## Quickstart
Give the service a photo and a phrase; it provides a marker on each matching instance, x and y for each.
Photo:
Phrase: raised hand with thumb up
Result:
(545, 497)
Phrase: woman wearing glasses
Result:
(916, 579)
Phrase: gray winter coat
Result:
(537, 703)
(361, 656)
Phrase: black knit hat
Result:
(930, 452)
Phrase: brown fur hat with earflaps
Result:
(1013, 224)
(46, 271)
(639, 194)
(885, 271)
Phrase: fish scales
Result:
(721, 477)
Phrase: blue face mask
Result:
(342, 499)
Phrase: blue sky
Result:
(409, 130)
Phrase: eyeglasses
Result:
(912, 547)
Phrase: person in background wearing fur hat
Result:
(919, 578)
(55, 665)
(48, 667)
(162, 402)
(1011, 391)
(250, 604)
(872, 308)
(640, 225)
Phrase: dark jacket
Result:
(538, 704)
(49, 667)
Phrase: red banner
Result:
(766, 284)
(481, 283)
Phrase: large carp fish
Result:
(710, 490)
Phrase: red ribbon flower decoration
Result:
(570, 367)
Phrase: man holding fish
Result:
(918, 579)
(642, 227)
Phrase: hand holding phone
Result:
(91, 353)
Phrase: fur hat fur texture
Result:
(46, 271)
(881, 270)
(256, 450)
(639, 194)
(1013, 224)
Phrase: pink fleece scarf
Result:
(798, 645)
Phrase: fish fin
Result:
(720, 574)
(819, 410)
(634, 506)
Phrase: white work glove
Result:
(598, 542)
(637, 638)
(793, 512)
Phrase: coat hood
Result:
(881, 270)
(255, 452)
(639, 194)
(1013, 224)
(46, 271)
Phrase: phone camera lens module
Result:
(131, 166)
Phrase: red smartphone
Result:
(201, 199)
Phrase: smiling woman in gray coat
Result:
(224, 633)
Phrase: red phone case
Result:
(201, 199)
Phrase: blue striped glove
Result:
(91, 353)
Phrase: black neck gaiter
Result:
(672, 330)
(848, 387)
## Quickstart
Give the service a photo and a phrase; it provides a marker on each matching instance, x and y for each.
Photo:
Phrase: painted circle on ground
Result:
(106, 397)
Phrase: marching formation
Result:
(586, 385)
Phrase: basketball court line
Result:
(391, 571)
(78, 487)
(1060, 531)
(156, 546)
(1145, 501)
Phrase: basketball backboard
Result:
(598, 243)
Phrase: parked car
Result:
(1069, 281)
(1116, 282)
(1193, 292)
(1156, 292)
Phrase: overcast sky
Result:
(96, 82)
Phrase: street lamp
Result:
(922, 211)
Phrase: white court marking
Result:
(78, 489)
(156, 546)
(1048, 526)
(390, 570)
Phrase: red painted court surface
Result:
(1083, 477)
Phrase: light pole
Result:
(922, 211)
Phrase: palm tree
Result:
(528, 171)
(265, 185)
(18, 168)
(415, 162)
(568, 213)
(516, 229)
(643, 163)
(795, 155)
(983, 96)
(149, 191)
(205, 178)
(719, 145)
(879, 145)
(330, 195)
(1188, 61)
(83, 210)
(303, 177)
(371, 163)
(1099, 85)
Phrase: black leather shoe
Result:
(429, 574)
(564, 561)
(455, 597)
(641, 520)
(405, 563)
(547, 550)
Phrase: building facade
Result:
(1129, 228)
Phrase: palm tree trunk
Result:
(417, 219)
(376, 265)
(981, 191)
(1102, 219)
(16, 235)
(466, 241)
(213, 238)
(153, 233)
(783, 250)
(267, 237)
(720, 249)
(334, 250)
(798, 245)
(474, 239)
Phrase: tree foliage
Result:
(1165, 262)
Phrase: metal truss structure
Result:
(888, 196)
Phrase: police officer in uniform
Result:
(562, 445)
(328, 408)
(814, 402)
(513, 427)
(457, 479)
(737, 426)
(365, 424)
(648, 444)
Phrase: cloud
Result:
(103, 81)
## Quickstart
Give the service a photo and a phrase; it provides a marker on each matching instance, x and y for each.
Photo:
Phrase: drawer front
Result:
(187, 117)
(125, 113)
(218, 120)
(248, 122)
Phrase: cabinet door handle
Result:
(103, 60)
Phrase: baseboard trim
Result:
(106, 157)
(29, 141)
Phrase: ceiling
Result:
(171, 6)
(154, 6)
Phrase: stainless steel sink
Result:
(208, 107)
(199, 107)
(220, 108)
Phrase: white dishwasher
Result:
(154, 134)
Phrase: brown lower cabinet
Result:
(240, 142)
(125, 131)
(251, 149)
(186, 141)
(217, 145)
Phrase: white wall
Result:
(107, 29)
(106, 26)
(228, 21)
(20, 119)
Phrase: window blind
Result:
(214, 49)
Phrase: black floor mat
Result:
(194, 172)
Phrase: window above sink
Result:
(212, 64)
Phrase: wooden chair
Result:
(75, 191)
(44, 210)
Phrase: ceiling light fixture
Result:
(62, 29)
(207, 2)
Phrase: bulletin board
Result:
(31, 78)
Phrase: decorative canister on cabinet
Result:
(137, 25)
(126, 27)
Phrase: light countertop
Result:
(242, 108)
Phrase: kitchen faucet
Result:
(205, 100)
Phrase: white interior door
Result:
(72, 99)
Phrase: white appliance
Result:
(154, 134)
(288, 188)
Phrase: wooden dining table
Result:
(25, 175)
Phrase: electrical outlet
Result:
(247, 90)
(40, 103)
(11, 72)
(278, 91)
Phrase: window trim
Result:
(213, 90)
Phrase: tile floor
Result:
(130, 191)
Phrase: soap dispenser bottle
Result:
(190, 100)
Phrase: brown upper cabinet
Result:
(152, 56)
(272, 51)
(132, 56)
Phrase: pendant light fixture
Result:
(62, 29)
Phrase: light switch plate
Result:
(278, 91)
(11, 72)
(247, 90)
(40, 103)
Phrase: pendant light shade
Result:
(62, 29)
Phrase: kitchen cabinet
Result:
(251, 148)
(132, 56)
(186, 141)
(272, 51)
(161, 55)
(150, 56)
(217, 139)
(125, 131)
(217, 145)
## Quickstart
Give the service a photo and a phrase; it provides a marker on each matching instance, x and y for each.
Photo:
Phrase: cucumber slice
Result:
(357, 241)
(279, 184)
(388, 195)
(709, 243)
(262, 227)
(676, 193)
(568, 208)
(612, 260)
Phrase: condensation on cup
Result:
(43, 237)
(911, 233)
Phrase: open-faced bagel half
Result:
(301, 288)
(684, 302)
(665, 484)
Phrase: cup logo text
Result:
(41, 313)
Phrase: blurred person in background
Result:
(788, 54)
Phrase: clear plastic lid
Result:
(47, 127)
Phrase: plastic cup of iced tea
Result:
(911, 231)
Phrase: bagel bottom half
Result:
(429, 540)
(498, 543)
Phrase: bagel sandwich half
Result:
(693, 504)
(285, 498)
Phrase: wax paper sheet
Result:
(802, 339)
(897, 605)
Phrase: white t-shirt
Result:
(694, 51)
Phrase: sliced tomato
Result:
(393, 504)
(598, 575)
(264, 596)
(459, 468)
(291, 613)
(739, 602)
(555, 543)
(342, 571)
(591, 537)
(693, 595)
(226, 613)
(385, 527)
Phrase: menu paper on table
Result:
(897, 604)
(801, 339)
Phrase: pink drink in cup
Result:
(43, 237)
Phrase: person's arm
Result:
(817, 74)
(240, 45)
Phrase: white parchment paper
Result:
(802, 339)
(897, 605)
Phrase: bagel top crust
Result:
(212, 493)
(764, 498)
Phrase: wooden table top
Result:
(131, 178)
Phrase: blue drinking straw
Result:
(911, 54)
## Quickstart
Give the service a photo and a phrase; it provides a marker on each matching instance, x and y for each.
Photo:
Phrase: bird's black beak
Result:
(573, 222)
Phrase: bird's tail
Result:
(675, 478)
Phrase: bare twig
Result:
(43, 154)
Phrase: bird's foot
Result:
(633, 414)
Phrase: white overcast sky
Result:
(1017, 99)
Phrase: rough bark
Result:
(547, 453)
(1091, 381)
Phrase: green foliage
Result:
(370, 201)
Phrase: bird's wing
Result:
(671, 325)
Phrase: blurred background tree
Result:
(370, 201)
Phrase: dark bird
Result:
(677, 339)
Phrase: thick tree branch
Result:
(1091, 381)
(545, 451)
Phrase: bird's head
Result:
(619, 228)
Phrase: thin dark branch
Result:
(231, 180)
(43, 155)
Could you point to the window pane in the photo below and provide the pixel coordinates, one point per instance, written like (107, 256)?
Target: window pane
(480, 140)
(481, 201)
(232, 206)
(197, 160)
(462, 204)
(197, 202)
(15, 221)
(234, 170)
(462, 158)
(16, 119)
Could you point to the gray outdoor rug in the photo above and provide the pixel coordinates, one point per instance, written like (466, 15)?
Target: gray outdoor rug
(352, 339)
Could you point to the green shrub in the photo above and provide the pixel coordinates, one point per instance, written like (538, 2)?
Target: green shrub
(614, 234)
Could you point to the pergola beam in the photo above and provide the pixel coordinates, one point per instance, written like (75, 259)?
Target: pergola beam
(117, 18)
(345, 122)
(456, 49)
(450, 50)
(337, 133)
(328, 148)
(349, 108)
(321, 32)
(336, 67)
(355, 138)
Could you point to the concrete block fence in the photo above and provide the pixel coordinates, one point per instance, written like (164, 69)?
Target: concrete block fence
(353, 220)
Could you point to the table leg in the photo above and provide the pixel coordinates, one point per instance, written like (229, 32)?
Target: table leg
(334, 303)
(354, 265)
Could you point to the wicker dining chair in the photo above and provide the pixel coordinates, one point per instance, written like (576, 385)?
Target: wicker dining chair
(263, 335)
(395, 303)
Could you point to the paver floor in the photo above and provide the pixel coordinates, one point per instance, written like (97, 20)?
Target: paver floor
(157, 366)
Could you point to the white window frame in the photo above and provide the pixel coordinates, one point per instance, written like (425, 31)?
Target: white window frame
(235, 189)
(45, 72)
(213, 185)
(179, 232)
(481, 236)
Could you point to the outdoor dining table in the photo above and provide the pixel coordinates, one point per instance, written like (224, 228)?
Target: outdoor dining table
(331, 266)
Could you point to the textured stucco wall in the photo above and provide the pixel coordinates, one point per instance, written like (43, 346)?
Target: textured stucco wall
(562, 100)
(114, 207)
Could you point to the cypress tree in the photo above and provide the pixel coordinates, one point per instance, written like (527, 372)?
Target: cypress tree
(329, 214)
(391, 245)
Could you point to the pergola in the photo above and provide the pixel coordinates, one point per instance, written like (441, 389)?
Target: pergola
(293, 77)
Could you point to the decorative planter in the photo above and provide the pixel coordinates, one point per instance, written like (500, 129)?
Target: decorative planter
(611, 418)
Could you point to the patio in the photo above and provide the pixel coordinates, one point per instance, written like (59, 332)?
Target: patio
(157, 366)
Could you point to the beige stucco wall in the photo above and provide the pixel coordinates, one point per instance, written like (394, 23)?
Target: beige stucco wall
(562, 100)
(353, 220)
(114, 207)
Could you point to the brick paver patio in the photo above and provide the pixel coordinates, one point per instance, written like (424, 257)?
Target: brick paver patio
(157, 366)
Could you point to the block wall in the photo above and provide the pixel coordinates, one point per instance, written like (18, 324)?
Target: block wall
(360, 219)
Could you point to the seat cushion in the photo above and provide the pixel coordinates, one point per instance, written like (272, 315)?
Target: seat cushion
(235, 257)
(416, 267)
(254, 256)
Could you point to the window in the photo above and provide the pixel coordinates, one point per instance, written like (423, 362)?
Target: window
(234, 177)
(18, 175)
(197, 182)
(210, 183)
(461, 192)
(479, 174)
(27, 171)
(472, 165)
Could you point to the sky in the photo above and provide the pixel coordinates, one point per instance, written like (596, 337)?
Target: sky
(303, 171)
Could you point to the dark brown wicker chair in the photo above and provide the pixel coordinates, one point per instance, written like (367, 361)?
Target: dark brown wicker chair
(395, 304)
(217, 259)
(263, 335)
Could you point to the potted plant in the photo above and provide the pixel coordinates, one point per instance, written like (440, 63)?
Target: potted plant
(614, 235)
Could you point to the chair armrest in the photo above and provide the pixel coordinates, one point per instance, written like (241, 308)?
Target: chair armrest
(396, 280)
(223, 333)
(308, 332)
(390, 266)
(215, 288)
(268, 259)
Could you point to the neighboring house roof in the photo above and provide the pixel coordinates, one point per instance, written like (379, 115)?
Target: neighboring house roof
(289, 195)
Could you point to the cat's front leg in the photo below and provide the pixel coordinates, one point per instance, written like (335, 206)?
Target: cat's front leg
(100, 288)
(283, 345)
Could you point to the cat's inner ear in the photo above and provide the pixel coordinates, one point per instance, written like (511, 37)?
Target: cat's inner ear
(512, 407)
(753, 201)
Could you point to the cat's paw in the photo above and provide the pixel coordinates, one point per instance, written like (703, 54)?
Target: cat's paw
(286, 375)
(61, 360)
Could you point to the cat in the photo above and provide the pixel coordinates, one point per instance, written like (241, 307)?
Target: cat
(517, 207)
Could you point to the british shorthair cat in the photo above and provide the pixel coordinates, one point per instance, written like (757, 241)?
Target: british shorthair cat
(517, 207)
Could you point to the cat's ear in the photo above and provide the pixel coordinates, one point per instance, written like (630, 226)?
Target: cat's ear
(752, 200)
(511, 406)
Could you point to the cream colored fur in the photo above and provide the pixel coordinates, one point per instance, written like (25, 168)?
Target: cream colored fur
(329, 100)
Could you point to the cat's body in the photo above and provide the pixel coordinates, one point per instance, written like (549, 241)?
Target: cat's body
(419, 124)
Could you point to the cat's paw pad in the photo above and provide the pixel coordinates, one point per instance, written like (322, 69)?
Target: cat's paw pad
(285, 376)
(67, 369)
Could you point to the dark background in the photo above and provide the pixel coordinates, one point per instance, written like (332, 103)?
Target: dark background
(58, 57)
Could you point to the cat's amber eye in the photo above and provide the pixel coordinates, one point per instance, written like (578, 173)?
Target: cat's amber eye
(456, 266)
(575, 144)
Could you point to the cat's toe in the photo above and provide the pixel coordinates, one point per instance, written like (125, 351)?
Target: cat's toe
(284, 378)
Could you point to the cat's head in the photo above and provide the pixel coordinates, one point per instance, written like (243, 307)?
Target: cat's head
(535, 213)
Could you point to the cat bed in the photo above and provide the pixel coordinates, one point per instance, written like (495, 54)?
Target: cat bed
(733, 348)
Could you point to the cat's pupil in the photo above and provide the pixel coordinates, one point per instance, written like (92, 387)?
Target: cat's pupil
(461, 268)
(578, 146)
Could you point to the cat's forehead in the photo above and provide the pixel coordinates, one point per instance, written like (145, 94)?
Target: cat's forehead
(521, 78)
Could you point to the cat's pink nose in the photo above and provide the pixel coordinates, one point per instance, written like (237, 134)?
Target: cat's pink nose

• • • •

For each line in the material above that holds the word "paper", add one to a count; state only the final number.

Task response: 3